= CONSIGNE 1 =
Répondez à ces questions à partir de l'article sur Kroust ci-dessous :
(a) Depuis combien de temps Kroust est-il installé dans l'ancien chai Saint Raphaël ?
(b) Quel art traditionnel japonais Kroust cite-t-il ?
(c) En quelle année découvre-t-il la suspension ?

= TEXTE DU DOCUMENT =
----------------
Reconverti en friche artistique, l’ancien chai Saint Raphaël, propriété de la ville de Sète, est resté dans son jus, avec sa charpente métallique imposante culminant à plus de trente mètres de hauteur. Au premier et second niveaux du bâtiment, de vastes box délimités par des cloisons sont investis par une vingtaine d’artistes plasticiens. En hiver, l’endroit est un vrai frigo, mais pas de quoi refroidir les ardeurs de ses occupants, à commencer par Kroust, ravi d’être installé ici depuis deux ans.

La gravité décomposée
Néons au plafond, tréteaux et planches en bois en guise de tables de travail, chaises d’écoliers, quelques lampes indus pour optimiser l’éclairage…, l’atelier de Kroust est sommairement meublé. Ambiance un peu surannée, genre cabinet de curiosités où le temps semble suspendu. De suspension justement, il est largement question dans le travail de l’artiste qui s’affranchit sans cesse des limites semblant définir le réel. Un caillou lévitant au-dessus d’un lac, une maison qui s’envole, des chaises brisées en morceaux… les expériences kroustiennes interpellent, entre équilibre, gravité, fragilité. Inutile de chercher de la magie dans ses œuvres, il n’y en a pas, si ce n’est une indéfectible beauté surnaturelle qui se dégage des installations ou des photographies – sans retouche bien sûr.
« Je ne suis ni magicien ni illusionniste, se défend d’ailleurs Kroust. Les fils qui tendent mes œuvres sont assumés. Ils permettent au spectateur de se concentrer sur l’objet et non sur un éventuel tour de magie. Mais surtout, ces fils créent des réseaux, un lien entre les objets, c’est ce process qui m’intéresse. C’est dans cet instant sensible et vivant, espace des apparences subjectives, que se situe une première lecture de mes expériences. On pourrait parler de résilience. Il y a d’ailleurs au Japon un art traditionnel (Kintsugi) qui consiste à réparer les objets cassés avec de l’or. Des cicatrices magnifiées, mais qui se voient. »

« Monsieur, pourquoi vous faites ça ? »
Originaire de Toulon, Kroust – de son vrai nom Christophe Péron – s’est passionné très jeune pour les objets. Ado, inspiré par l’univers heroic fantasy, il sculpte à la mousse armures, boucliers ou chimères puis les peint à l’acrylique. Après des études de design d’objets et d’arts graphiques puis un BTS communication visuelle, il expérimente des formes d’installations autour de l’art numérique. En 2004, il découvre la suspension, « un puits sans fond », dit-il. Minéraux et végétaux deviennent alors ses matériaux de prédilection, évoluant au travers de propositions d’installations land art.
----------------
Enregistrements issus d'un jeu de données
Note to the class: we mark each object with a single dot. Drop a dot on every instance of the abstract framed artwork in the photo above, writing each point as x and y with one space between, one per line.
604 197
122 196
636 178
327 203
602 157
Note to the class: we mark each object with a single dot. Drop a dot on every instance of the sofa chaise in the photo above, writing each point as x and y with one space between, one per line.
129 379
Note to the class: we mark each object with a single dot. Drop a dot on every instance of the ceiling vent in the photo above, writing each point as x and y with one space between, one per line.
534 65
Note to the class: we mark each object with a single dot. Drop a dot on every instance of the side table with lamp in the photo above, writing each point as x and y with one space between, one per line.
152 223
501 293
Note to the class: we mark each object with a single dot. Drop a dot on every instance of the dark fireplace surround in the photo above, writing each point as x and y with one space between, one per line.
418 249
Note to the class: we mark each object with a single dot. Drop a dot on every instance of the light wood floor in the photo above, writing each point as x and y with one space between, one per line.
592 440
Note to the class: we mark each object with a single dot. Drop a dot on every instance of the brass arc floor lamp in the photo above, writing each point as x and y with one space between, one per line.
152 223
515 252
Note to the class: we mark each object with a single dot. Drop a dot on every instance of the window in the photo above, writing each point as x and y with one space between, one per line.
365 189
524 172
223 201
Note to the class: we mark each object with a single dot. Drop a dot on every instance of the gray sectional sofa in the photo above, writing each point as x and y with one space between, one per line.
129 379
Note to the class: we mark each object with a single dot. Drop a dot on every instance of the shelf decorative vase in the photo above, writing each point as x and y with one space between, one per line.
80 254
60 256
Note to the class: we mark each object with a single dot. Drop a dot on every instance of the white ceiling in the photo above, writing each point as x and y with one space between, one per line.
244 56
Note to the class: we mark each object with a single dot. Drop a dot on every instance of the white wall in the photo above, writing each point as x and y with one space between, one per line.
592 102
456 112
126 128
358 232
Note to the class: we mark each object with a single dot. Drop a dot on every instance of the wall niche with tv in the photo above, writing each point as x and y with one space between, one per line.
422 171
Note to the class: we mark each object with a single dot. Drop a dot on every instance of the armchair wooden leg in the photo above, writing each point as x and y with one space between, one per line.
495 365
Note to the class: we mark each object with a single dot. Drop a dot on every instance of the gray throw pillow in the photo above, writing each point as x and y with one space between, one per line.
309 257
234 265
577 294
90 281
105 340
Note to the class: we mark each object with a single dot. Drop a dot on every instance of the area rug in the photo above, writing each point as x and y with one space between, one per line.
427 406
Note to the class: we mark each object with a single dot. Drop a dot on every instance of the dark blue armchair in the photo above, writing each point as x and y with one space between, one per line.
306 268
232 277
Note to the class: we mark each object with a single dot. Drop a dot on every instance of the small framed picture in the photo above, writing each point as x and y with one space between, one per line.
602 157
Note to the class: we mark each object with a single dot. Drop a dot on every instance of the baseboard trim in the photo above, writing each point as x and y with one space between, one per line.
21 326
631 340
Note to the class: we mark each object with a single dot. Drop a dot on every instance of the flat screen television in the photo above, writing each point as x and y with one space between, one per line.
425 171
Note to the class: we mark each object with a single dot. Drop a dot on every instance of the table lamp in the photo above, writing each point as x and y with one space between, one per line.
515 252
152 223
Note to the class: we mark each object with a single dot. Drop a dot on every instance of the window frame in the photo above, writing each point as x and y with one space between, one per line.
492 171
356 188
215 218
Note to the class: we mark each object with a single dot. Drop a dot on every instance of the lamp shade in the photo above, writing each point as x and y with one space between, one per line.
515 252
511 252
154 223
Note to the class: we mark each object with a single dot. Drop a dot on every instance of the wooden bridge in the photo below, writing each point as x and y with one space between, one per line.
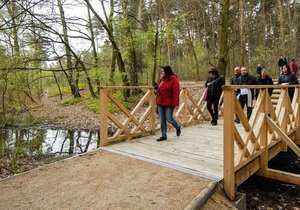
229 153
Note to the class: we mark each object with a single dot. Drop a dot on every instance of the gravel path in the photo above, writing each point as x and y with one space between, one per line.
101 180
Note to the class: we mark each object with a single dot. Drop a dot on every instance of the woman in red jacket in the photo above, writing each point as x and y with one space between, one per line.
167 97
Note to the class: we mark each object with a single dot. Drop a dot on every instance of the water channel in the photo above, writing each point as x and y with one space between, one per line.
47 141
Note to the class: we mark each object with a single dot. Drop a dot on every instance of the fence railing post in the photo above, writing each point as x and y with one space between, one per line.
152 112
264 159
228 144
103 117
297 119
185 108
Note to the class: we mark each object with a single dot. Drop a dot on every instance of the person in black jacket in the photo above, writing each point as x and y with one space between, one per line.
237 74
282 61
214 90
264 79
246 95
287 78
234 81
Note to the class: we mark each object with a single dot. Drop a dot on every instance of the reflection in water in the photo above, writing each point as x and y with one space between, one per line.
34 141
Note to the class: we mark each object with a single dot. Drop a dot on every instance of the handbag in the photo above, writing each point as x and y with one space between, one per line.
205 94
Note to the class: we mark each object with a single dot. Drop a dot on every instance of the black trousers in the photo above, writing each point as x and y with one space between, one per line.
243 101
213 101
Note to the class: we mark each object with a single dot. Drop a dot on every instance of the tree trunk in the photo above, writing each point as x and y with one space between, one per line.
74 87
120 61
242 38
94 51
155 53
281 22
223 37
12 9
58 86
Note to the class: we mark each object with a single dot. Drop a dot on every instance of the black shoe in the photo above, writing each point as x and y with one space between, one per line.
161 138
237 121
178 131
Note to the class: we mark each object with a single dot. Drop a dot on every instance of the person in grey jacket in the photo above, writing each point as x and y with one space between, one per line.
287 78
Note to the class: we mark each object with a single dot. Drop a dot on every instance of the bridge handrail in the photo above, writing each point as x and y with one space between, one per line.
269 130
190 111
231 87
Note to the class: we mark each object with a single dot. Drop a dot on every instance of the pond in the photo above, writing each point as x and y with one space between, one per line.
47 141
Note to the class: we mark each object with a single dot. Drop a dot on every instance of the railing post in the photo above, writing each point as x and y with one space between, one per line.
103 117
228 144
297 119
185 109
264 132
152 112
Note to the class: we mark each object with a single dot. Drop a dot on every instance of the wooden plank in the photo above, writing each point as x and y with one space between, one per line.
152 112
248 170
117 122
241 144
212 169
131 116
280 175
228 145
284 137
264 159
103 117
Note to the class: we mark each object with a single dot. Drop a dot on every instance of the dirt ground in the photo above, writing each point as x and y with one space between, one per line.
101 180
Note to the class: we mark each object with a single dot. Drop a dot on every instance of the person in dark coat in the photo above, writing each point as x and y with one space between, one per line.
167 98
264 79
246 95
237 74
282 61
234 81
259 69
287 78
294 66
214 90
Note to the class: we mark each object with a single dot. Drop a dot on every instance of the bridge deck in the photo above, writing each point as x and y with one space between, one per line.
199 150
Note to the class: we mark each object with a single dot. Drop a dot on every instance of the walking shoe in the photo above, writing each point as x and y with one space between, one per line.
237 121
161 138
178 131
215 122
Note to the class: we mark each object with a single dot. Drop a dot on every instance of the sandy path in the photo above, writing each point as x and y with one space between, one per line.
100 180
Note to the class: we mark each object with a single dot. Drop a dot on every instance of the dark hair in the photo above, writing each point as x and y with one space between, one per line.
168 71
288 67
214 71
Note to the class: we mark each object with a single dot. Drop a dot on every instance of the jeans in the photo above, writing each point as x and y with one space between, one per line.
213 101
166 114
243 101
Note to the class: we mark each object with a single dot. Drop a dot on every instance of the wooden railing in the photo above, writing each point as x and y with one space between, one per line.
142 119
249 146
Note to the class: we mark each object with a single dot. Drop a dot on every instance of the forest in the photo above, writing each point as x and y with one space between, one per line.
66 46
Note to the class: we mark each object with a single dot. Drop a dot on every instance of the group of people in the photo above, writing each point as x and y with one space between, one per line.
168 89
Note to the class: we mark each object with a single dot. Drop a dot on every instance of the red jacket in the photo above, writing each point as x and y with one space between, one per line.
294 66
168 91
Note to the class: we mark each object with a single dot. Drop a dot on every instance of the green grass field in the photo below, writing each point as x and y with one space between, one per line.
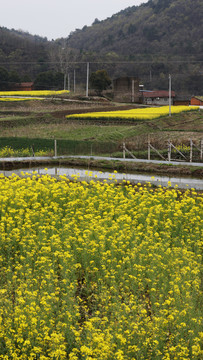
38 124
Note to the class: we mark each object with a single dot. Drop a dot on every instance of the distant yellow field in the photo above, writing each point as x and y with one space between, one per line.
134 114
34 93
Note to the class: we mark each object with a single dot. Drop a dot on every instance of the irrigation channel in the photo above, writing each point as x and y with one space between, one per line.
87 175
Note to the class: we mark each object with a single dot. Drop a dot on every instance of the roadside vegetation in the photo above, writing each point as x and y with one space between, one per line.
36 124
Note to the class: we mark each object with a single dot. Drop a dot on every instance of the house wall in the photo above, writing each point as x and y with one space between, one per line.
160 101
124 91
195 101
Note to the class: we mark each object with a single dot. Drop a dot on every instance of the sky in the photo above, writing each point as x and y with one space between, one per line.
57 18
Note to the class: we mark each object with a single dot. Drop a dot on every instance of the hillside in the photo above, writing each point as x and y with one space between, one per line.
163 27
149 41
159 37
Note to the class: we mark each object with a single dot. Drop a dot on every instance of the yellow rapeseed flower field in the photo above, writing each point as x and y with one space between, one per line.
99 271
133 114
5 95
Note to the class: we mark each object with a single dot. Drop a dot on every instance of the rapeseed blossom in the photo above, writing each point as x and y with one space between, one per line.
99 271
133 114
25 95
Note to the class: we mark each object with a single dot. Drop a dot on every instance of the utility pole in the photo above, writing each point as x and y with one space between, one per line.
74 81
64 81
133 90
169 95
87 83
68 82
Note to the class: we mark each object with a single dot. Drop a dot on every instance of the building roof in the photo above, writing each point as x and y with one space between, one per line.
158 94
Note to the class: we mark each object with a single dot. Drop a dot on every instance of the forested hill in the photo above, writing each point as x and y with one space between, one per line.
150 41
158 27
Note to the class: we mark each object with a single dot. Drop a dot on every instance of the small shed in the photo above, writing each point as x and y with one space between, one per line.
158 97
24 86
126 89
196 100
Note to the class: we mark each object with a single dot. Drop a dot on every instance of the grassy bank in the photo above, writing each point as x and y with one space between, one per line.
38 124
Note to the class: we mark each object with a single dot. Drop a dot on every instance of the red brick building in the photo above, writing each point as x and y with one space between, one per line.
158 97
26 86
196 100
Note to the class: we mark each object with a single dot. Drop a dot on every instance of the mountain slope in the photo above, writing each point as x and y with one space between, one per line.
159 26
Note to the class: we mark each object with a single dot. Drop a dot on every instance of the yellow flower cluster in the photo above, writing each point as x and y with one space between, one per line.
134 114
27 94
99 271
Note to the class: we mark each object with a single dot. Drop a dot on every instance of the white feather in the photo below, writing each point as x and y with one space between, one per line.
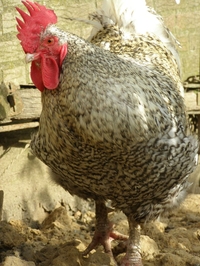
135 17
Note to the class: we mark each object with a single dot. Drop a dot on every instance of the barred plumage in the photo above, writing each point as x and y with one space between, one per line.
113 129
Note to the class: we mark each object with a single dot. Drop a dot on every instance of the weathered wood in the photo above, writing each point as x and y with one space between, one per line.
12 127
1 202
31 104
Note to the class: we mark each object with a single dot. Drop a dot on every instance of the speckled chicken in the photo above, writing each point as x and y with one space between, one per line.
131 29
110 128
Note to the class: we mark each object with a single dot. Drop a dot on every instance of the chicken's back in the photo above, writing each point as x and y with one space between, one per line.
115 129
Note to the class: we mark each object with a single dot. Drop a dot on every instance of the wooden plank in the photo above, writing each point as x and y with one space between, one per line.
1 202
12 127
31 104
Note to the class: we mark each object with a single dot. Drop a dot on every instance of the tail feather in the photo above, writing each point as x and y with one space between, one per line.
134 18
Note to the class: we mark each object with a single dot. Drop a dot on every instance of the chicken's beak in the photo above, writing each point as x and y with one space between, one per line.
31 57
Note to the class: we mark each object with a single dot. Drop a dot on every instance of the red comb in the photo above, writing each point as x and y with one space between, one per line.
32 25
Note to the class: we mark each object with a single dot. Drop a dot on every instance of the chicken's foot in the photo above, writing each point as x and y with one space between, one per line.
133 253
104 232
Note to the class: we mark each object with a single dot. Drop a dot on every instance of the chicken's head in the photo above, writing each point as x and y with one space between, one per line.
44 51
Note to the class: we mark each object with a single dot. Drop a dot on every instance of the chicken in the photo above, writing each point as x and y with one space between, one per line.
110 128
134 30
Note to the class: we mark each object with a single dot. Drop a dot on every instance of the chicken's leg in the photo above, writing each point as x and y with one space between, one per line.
----------------
= CONSIGNE 2 =
Recopiez à l'identique les lignes des enregistrements ci-dessus, en commençant par celle qui contient « the red comb » et en allant jusqu'à la fin des enregistrements, ces deux bornes comprises.

= RÉPONSE ATTENDUE 1 =
(a) Depuis deux ans.
(b) Le Kintsugi, qui consiste à réparer les objets cassés avec de l'or.
(c) En 2004.

= RÉPONSE ATTENDUE 2 =
Note to the class: we mark each object with a single dot. Drop a dot on every instance of the red comb in the photo above, writing each point as x and y with one space between, one per line.
32 25
Note to the class: we mark each object with a single dot. Drop a dot on every instance of the chicken's foot in the photo above, writing each point as x and y with one space between, one per line.
133 253
104 232
Note to the class: we mark each object with a single dot. Drop a dot on every instance of the chicken's head in the photo above, writing each point as x and y with one space between, one per line.
44 51
Note to the class: we mark each object with a single dot. Drop a dot on every instance of the chicken in the photo above, writing each point as x and y with one space between, one per line.
110 128
134 30
Note to the class: we mark each object with a single dot. Drop a dot on every instance of the chicken's leg in the photo above, writing each point as x and y with one space between, one per line.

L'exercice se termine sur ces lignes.